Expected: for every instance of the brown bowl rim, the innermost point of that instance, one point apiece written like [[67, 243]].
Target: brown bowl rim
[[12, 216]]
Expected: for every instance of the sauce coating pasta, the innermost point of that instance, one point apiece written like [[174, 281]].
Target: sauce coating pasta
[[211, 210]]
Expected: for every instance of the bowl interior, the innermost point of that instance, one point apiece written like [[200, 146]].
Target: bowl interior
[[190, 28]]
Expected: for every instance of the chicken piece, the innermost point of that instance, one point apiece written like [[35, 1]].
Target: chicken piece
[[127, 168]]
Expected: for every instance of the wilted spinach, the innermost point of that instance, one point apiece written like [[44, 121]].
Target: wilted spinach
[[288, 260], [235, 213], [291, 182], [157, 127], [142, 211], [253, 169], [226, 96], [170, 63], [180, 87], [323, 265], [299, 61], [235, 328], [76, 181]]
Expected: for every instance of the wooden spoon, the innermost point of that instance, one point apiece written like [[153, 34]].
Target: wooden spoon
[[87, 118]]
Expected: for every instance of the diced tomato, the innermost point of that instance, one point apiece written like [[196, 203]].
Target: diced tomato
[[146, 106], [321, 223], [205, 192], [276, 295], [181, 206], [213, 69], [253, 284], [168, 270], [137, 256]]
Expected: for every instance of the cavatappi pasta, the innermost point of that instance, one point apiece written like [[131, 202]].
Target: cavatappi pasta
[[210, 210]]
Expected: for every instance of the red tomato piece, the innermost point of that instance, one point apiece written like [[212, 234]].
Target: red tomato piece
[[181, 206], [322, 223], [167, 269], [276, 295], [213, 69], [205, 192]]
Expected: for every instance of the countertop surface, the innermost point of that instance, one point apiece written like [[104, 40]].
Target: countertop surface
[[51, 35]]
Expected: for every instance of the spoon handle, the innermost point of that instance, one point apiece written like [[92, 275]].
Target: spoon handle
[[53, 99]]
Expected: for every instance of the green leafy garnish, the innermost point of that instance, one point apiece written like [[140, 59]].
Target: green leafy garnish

▶ [EXERCISE DIRECTIONS] One number is the full answer: how many lines of the records include the string "garnish".

▶ [RESULT] 2